**DOCUMENT TEXT:**
---------------

The world is a little brighter

I’ve been trying to write about yesterday’s election in Iraq, but have had difficulty figuring out exactly how to say what I really want to say. There are a lot of positives being thrown about, all justifiable. There have also been negatives, whether discussing the reality of democracy by referring to the election as the “election” or by not discussing it at all. I can only conclude that sheer partisanship or blind hatred are the cause of these negatives. There are many political nuances and issues, both positive and negative, surrounding how Iraq got to free elections, but those are not the debate for today. Regardless of what anyone may want to believe about yesterday’s events, President Bush succeeded. American troops succeeded. And most importantly, Iraqis succeeded.

Rather than babble on any further, I offer these thoughts expressed in an entry by Jeff Jarvis. He wrote:

The American right and left are analyzing the Iraq vote on the wrong basis: It’s not about George Bush, pro or con. It’s not about America, pro or con. It’s not even about the war, pro or con. It’s about the Iraqi people and democracy and their future, for which there is only a pro, not a con.

Anyone who doesn’t understand that can’t or won’t understand democracy.

How did he know I’m wearing sunglasses?

It’s time to lighten the mood a little, so I offer this. Someone googled for “falling while skiing“. To that random person… you’ve made Ha-Ha(&#153 Melissa Danielle) at my expense. Are you happy with yourself? Good for you. And how did you know that Danielle and I are going skiing next weekend? Are you psychic? Either way, I don’t like that person knowing so much about how my little foray down the bunny trail is going to go next Saturday.

However they know, to that I have a simple statement. They can go frig themself.

---------------

**DATA BLOCK:**

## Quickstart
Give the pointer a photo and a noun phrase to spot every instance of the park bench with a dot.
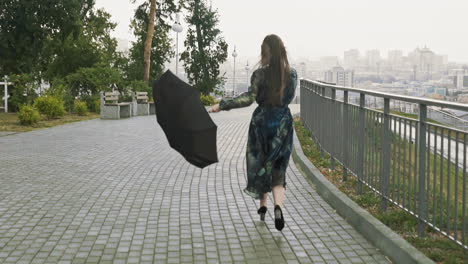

---------------

**PROBLEMS TO WORK ON:**
**1)** List everyone the blog post about the Iraq election says succeeded.
**2)** Write the next part of the blog post about the Iraq election and the skiing search, starting after its final sentence.

**ANSWERS:**
**1)** President Bush, American troops, and Iraqis.

**2)**
History is important

In the spring of ’99, I went to Europe by myself for the first time. I wanted to see Germany, so three days in Berlin became the foundation of my trip. Looking at a map of Europe, I could see the options for countries surrounding Germany were simple enough. I could return to France, Italy, or Austria, but I didn’t want to do that. I first traveled to Europe the previous spring, so I was still in consumption mode for new countries. Those big three didn’t fit that requirement, so they were immediately excluded. I looked north and noticed Denmark and Scandinavia, but I was still poor at the time, so I struck those from consideration, as well. A simple maxim is that Europe gets more expensive as the traveler moves north. That left one alternative: look east.

My first trip to Europe included nearly two weeks in Slovenia. The thought of going east was an easy consideration. The former communist block was still in its democratic infancy, having been set free into capitalism less than a decade earlier. Looking at my map, I saw the Czech Republic. I knew Prague was a tourist favorite, so I looked into that briefly and realized it would be a perfect fit for my trip. I scheduled three days of Prague into my itinerary.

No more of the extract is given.